Items from a data source
_____
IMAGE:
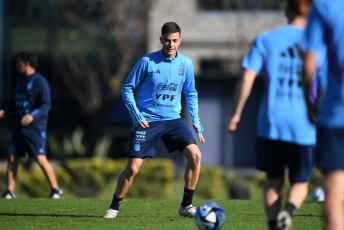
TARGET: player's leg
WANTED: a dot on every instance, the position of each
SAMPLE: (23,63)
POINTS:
(193,166)
(123,184)
(36,141)
(142,144)
(333,205)
(273,199)
(178,136)
(300,165)
(12,169)
(191,175)
(126,177)
(271,158)
(48,170)
(15,149)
_____
# TASK DESCRIPTION:
Retype the lines above exactly as they appear, leaving out the pictures.

# EXPECTED OUTPUT:
IMAGE:
TARGET: player's leg
WANTED: a dot on every instance, the position of each
SAMPLE: (23,63)
POINTS:
(193,166)
(123,184)
(36,141)
(142,144)
(333,205)
(273,199)
(178,136)
(300,165)
(12,169)
(191,175)
(126,177)
(271,158)
(48,170)
(15,149)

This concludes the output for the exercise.